HOW TO COMPLETE THIS TASK.
Every record needs to be restated word for word.

DATASET EXTRACT.
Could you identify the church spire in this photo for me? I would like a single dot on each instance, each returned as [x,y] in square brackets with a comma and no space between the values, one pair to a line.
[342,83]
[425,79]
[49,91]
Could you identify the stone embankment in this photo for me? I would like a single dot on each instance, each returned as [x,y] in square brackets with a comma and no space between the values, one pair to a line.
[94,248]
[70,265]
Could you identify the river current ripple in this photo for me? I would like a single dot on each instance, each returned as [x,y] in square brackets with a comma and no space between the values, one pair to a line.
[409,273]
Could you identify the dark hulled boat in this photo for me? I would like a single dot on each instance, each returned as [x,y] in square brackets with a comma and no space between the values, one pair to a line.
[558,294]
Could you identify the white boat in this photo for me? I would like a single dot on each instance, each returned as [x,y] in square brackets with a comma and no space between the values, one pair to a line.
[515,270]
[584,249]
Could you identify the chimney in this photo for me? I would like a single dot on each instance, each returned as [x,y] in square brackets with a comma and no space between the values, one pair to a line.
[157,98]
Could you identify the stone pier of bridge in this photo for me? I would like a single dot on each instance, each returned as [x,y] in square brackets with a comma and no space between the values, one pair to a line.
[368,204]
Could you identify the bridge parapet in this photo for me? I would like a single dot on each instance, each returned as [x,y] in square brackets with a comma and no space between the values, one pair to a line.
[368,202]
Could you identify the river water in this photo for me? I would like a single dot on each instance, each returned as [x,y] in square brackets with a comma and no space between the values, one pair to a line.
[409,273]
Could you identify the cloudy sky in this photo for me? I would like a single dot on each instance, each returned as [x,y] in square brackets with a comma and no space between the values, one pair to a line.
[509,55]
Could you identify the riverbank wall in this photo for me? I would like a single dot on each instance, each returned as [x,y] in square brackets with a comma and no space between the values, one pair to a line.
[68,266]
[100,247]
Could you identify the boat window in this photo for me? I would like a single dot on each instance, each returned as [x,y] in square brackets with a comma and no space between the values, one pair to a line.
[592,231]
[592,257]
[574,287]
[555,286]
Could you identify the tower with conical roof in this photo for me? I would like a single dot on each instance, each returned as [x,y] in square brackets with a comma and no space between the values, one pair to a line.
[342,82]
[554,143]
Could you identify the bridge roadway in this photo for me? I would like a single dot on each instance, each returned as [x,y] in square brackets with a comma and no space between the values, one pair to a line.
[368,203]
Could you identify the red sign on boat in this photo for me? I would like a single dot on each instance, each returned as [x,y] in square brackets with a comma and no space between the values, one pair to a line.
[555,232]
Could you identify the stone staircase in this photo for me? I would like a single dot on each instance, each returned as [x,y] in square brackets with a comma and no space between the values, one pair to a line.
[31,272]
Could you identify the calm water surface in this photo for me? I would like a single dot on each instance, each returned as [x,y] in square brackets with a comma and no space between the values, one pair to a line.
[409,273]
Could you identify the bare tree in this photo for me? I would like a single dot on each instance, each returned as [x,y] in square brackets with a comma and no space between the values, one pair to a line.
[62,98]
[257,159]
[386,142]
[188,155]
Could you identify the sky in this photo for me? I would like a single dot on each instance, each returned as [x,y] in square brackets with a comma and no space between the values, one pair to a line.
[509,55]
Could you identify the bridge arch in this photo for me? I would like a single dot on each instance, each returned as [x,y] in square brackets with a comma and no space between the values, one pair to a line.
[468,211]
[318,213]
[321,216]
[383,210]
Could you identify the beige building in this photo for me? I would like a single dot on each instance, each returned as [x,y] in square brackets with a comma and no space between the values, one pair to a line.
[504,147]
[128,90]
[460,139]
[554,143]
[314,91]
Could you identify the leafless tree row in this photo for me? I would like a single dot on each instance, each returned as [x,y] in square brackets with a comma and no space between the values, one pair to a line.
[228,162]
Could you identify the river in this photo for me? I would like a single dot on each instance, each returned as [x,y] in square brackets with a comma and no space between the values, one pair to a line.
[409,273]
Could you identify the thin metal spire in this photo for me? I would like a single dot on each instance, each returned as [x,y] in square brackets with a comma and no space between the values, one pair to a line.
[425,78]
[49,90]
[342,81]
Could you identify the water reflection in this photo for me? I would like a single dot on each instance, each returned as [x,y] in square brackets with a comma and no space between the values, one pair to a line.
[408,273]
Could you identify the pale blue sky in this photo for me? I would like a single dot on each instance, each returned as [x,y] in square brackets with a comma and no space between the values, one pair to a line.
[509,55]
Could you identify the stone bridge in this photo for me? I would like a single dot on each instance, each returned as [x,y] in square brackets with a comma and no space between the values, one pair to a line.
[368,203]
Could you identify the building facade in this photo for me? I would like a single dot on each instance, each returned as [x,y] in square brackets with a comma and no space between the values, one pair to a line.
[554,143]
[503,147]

ANSWER SECTION.
Could you identify the church spire in this photo for me? I would like a single dot on each instance, each returned as [x,y] in square brackets with a comma and no space between the values, one pair to a line.
[342,83]
[425,79]
[49,91]
Could you identify the stone embankment in this photo for me? I would like a single dot on each instance, each returned as [x,y] in square brackets with a comma and no space between the values, one pair to a line.
[94,248]
[70,265]
Could you identify the river current ripple in this photo for me? I would like a single dot on each instance, each returned as [x,y] in square brackets with a comma and no space between the values, one pair to a line.
[409,273]
Could you identify the dark hulled boat in this photo for me? I would like a single dot on each instance, each returned as [x,y] in square brackets with a comma and no space between the values, one pair to a line.
[558,294]
Could you identify the white boat in this photo for me? I would like a single dot on each instance, each returned as [x,y] in square brackets with a comma and no space between the values, one pair to a line.
[515,270]
[584,249]
Could you identify the chimney in this photo for me? I would like a single dot on each instance, each returned as [x,y] in square brackets with a comma and no space between the values, one pair to a line.
[157,98]
Could you identify the stone pier of bridge in this photo for me? I would like a single dot on each instance, each returned as [x,y] in square brackets with a comma and no space between the values, one pair to a line.
[368,204]
Could you identify the bridge parapet in this photo for me? I would like a single dot on each instance, each returned as [x,y] in square brackets with a comma and no space between the values, one pair to a line.
[368,202]
Could you identify the river water in this photo for me? I would like a single dot on each instance, each returned as [x,y] in square brackets with a comma and no space between the values, one pair to a line.
[409,273]
Could you identify the cloudy sky in this photo for me? I would like a single dot on each instance, each returned as [x,y] in square brackets with a comma and no space between the values, one pair to a line.
[509,55]
Could you identify the riverbank wall in this photo for me? I would like a single dot on each instance, each returned as [x,y] in square brackets with a comma and no space between the values, one pair to a line.
[68,266]
[100,247]
Could you identify the boat window in this photo for me? I would like a single dot on each instance, each returned as [x,y] in square brackets with a comma and no space between the values, one pair to a line.
[592,231]
[592,257]
[574,287]
[555,286]
Could you identify the tower with conical roof in this photo for me? I would like a single dot on each instance, each returned as [x,y] in square brackets with a comma and no space between the values, one pair to a line.
[342,82]
[554,143]
Could you identify the bridge roadway in this photo for me? I would like a single dot on each instance, each returned as [x,y] in square brackets with a comma and no space between the values, one pair to a line.
[368,203]
Could you identify the red sign on boat in this photo for me? I would like a single dot on each instance, each returned as [x,y] in square brackets with a comma and no space between the values, one pair to a line.
[555,232]
Could you identify the stone staircase in this photo for me? I would like a single dot on each instance, each returned as [x,y] in square brackets with a comma and no space between the values, one pair to a line.
[31,272]
Could you identify the calm water surface in this photo for me? I would like a single dot on each instance, each returned as [x,y] in square brackets with a comma and no space between the values, one pair to a line.
[409,273]
Could you identify the bare tree in this photo for me? I would like a single dot on each instance, each returned as [x,y] in square brackets with a comma and no space between the values, one pair to a line.
[62,98]
[257,159]
[386,142]
[188,155]
Could you identify the sky in this photo for me? I would like a single dot on each instance, each returned as [x,y] in square brackets with a comma and no space between the values, one pair to a line.
[509,55]
Could you identify the bridge arch in this photo for me? I would like a single dot on each instance, each returned as [x,y] in square brackets with a comma and no space between the values, one pair to a line.
[468,211]
[318,213]
[321,216]
[383,210]
Could you identify the beige building in this photo for me? I would like a single dot on each instance, each returned as [x,y] in square brackets with a comma and no space between the values, one pair to a line.
[504,147]
[128,90]
[460,139]
[554,143]
[314,91]
Could you identify the leafless tree row in this photo for me? I would like a single dot on each instance, each returned as [x,y] in square brackets with a comma and no space between the values, one pair to a line.
[228,162]
Could you identify the river in this photo for me? I would like a single dot on each instance, each returned as [x,y] in square brackets with a comma and no space between the values, one pair to a line.
[409,273]
Could you identify the thin metal spire in this photo for me? I would like a single dot on each instance, each returned as [x,y] in square brackets with a comma and no space between the values, one pair to a line.
[425,78]
[49,90]
[342,81]
Could you identify the water reflection in this photo for me? I would like a single dot on each instance, each returned as [x,y] in square brackets with a comma and no space between the values, one pair to a line.
[408,273]
Could you identify the pale blue sky in this photo for me? I would like a single dot on each instance, each returned as [x,y] in square brackets with a comma and no space between the values, one pair to a line.
[509,55]
Could you identify the stone bridge in this photo for me? I would like a single dot on each instance, each returned as [x,y] in square brackets with a comma and no space between the values, one pair to a line.
[368,203]
Could you identify the building facade in this photo for me? I would like a single dot on each instance, each returned as [x,y] in square brackets with a comma and no space between the values, one pair to a line.
[554,143]
[503,147]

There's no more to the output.